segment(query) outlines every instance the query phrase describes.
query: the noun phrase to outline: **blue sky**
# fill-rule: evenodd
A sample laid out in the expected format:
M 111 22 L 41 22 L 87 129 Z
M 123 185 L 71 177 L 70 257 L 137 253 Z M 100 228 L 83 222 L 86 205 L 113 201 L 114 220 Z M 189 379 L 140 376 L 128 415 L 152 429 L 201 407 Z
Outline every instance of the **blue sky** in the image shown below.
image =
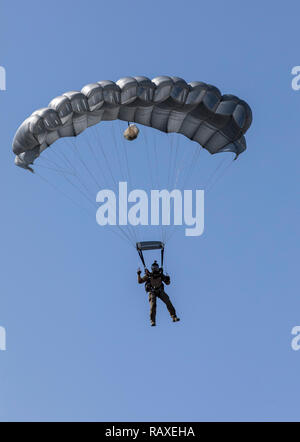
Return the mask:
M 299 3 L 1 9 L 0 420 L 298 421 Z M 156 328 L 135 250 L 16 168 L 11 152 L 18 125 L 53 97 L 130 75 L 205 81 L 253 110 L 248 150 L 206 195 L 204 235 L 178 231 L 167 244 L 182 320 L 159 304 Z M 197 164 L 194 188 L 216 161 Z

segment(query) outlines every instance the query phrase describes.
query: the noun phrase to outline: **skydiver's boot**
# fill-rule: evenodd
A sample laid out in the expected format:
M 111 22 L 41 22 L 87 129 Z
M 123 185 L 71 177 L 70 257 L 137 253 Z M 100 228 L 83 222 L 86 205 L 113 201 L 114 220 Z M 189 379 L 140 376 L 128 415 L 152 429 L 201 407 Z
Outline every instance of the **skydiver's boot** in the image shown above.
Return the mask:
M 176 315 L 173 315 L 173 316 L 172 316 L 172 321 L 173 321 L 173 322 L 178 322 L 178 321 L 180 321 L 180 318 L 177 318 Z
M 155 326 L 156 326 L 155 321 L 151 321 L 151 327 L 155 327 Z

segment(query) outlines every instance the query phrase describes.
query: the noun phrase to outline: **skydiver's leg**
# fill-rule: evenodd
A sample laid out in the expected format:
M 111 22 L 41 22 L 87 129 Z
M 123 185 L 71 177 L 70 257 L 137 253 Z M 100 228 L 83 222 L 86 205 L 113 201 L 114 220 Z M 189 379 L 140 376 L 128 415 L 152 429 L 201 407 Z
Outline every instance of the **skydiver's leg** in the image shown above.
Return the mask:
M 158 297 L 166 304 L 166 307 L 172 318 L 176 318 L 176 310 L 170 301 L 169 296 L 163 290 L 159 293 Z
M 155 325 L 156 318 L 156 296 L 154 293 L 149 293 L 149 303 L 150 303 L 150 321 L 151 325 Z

++++

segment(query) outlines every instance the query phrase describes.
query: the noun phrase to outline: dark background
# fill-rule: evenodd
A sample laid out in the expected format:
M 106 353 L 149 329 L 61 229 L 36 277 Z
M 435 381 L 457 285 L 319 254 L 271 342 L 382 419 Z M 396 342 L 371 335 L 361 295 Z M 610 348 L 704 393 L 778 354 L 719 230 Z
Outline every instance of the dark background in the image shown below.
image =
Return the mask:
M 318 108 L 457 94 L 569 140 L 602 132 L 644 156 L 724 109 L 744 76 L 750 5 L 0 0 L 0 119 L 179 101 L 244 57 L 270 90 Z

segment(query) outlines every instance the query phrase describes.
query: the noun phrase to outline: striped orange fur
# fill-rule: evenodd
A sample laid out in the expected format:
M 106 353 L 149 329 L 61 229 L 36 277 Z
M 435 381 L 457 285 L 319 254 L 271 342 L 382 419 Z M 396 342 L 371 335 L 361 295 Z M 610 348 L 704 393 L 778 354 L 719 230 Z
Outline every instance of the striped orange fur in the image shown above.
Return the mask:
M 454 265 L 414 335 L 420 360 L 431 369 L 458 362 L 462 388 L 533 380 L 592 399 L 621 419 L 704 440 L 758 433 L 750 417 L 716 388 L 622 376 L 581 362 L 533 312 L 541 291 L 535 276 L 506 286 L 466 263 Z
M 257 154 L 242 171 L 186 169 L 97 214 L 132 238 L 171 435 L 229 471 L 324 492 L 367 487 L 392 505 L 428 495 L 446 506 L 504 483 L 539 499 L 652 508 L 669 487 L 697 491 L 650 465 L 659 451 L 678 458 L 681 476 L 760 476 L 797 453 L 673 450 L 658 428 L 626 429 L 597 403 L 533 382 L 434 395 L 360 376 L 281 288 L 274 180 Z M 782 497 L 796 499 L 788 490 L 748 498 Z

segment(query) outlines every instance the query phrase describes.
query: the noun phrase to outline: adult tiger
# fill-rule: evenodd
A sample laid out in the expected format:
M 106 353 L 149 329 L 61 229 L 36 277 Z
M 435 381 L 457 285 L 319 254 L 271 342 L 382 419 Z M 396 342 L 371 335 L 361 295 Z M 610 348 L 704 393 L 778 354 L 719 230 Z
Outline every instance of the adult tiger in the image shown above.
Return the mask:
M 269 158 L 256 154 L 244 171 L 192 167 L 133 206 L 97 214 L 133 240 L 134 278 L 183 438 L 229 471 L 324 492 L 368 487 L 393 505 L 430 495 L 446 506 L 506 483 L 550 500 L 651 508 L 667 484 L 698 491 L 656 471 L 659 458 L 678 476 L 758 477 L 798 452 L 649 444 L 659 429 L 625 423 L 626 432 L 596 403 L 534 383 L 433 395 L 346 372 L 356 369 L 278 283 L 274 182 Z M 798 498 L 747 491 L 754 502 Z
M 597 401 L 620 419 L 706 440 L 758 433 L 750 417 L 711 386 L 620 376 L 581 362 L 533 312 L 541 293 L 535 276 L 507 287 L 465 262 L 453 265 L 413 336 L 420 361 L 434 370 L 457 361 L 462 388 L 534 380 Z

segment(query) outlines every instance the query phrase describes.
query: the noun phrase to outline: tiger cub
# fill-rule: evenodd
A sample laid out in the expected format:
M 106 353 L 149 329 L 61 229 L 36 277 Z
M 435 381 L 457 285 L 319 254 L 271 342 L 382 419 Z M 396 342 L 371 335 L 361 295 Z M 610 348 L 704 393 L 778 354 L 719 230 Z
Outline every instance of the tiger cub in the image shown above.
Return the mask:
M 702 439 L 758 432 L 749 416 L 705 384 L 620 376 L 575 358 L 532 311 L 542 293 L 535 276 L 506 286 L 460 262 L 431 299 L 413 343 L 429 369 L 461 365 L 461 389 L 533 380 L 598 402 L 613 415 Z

++++

- [Requirement]
Only a number is expected here: the tally of lines above that contain "dark". Please write nothing more.

- [Expected answer]
2